[Task statement]: Nothing in the records should be changed in the copy, though the pictures must be left out.

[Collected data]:
□ □ □ □ □

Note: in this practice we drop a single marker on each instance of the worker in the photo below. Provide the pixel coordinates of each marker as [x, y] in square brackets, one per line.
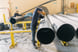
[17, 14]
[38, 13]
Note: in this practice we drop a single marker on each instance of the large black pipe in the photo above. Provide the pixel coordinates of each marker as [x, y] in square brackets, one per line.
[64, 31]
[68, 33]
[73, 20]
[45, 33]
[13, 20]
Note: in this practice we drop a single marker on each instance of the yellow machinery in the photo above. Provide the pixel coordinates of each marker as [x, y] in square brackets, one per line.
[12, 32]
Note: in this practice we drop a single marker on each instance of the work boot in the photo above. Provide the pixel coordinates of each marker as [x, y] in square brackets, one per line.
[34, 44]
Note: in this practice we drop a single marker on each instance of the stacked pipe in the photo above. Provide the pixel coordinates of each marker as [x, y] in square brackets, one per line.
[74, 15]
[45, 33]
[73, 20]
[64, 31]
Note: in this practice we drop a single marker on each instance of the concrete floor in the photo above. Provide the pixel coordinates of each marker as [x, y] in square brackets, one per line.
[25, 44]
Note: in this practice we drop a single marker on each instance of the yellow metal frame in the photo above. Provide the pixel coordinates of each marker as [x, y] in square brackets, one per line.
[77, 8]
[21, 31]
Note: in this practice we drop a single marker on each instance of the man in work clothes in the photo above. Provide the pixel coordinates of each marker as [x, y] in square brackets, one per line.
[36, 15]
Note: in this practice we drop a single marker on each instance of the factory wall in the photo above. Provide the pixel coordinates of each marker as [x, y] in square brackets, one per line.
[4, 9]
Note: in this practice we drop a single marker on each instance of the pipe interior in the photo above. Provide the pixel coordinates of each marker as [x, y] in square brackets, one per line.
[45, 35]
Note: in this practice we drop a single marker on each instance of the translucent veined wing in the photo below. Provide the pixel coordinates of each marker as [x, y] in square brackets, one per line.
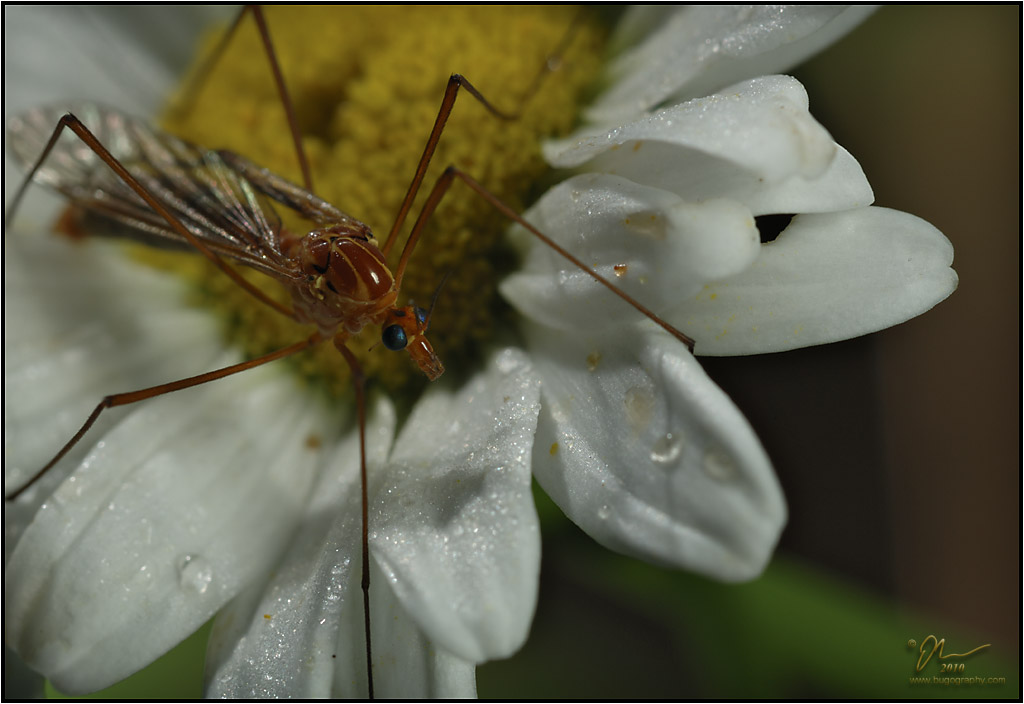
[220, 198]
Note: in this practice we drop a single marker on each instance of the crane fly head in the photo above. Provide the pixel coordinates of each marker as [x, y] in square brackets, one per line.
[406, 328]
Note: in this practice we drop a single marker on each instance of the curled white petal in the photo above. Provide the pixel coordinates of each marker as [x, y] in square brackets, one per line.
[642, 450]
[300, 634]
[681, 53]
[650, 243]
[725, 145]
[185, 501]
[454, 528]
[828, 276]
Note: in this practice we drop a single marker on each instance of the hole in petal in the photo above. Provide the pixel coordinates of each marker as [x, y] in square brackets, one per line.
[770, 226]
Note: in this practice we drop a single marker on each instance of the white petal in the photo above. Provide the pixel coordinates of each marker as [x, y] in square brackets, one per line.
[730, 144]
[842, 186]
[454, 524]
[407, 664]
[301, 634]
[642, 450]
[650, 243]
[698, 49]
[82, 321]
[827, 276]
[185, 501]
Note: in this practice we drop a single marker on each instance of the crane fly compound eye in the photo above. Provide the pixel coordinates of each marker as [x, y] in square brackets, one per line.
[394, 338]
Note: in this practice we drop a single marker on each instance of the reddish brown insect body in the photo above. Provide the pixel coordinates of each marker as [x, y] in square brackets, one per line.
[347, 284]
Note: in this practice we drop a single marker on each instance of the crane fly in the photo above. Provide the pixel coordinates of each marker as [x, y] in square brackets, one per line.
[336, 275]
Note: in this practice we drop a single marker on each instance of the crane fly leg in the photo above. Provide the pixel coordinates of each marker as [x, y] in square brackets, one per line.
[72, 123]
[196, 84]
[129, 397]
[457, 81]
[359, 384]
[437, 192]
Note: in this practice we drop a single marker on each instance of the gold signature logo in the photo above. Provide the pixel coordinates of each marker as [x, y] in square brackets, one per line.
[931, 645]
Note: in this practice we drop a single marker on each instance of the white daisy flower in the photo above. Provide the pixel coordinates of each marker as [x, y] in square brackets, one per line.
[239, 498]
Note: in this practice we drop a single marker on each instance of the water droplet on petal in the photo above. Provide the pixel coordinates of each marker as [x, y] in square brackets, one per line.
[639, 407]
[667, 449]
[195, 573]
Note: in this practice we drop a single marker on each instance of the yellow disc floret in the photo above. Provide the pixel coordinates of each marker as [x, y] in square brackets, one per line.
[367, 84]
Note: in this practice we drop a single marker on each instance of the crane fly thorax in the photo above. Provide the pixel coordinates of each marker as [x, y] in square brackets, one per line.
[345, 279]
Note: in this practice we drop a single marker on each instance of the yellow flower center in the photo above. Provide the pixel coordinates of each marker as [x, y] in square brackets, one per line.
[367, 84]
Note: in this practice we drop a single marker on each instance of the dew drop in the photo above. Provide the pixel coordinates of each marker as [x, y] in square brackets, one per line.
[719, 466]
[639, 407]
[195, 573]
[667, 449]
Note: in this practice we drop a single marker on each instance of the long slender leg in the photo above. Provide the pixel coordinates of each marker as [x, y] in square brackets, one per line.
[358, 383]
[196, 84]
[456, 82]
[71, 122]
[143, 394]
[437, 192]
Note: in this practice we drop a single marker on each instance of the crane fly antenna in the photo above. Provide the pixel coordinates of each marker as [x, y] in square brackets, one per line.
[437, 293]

□ □ □ □ □

[Answer to this problem]:
Note: in this practice we drop a single marker on each instance of the worker in the photo below. Provide the pixel coordinates of each marker as [x, y] in square brackets, one per line.
[17, 14]
[38, 13]
Note: in this practice we drop a single marker on each instance of the large black pipe in the photo above. Provide the pixel coordinates of each marker as [x, y] in square brackets, one per line.
[64, 31]
[68, 33]
[73, 20]
[45, 33]
[13, 20]
Note: in this practice we drop a single marker on each instance of the yellow machinery in the photo above. Provide the pixel coordinates of each marker as [x, y] in square brackets, one per line.
[12, 32]
Note: in this practice we drop a single marker on each instance of the work boot in the photo above. Provide the pixel coordinates of each marker as [x, y] in square brackets, one per line.
[34, 44]
Note: in this practice we drop a single marker on each instance of the stacked pipe in the photo above. Provide the pixel coordinates of each marker as [x, y] in square brackets, one per line.
[74, 15]
[45, 33]
[73, 20]
[64, 31]
Note: in this practice we drop a single marker on each instance of the concrete floor in the photo above. Provide the pixel coordinates of each marker as [x, y] in square brackets, one per line.
[25, 44]
Note: in this practice we drop a single marker on each instance of the yellow metal frame in the photo above. Provide the pixel coordinates of each marker as [x, y] in square brackets, one per line.
[77, 8]
[21, 31]
Note: in this practice we drop a single marker on each instance of the man in work clothes in the photo above. Provide the pixel coordinates of each marker as [x, y] in square brackets, one per line.
[36, 15]
Note: in this practice we drop a single marker on each instance of the factory wall in the photo above. Provide the pixel coordinates of each marker as [x, y] in square brackets, one per line.
[4, 9]
Note: in this practice we drop a single marker on each instance of the pipe interior in the photo above. Provide the pixel coordinates of each marker as [x, y] in square brackets, one per line.
[45, 35]
Note: in this practice we drop a single marker on each instance of the translucent veined wing in the photo below. Provide the pixel coordinates of each marker as [x, y] in square brackets, one per line.
[220, 198]
Note: in this practice we drop a single marker on each instance of the crane fly head in the photo above. Provide the pixel coordinates of each marker as [x, y] in square brackets, one per line.
[406, 328]
Note: in this practice we drop a single marker on each instance of the curled white petal in the photo above. Provide the pixel coordinates of each marker as [x, y] in square brackets, one per line.
[642, 450]
[300, 634]
[681, 53]
[650, 243]
[725, 145]
[185, 501]
[454, 528]
[828, 276]
Note: in this practice we drop a single marker on each instance of the hole in petal in the photo above. Provide the pixel coordinates of each marker as [x, y] in square brackets, one per line.
[770, 226]
Note: in this practice we drop a single marker on each instance of the white petal in the photo above. Provide the pixel coordinates of each marker as [x, y] in square brackets, one per line.
[730, 144]
[842, 186]
[454, 524]
[407, 664]
[301, 634]
[642, 450]
[650, 243]
[698, 49]
[82, 321]
[827, 276]
[185, 501]
Note: in this practice we drop a single marker on each instance of the crane fly compound eye in the photo above. Provide the pixel coordinates of each marker as [x, y] in square brackets, one per line.
[394, 338]
Note: in this practice we drop a single marker on each instance of the reddish brown insect body in the photo above. Provide the pixel coordinates of each marker as [x, y] in square brackets, one per line.
[347, 284]
Note: in this practice we drop a single marker on each instance of the crane fly in the photo above. Provide the pixel coordinates of each marker as [x, y] in square brackets, one per line.
[336, 275]
Note: in this practice we drop a single marker on each instance of the crane fly leg in the photo above. Provide the pixel coordinates of each marker as [x, y] in square brackets, one per line.
[72, 123]
[196, 84]
[129, 397]
[457, 81]
[359, 384]
[437, 192]
Note: in this practice we drop a single marker on each instance of the gold signature logo in the photo above. Provide the pixel coordinates of each marker as [x, y] in square brackets, one per line.
[931, 645]
Note: in this practice we drop a single marker on each instance of the white daisy flower in the photo above. Provide the pixel coordinates of each marker as [x, y] in square brackets, one per line.
[239, 498]
Note: in this practice we drop a single marker on each instance of the water droplet on petal in the photo above. Provide the pixel coordinates of each marker as [x, y] in square brackets, one per line.
[639, 407]
[667, 449]
[195, 573]
Note: in this practice we drop a single marker on each instance of the yellow disc floret in the photo above. Provide the pixel coordinates of each marker as [x, y] in square brackets, one per line.
[367, 84]
Note: in this practice we drop a single marker on each instance of the crane fly thorax in the photo above. Provide the pixel coordinates of each marker as [x, y] in square brackets, one per line.
[345, 279]
Note: in this practice we drop a single marker on each instance of the yellow flower center in the photo above. Provide the pixel coordinates of each marker as [x, y] in square brackets, one per line.
[367, 84]
Note: in this practice we drop a single marker on each instance of the dew drop in the photo above. Provide the pixel coordinates of each marker as [x, y] in square brackets, one per line.
[719, 466]
[639, 407]
[195, 573]
[667, 449]
Note: in this practice we drop a single marker on each instance of the long slender leg in the photo above. Provide the pixel coordinates of each marker as [x, y] in square brackets, one per line.
[358, 383]
[196, 84]
[456, 82]
[71, 122]
[143, 394]
[437, 192]
Note: in this practice we drop a single marker on each instance of the crane fly antenna in the photo above. Provide the pixel coordinates of each marker as [x, y] in square brackets, one per line.
[437, 293]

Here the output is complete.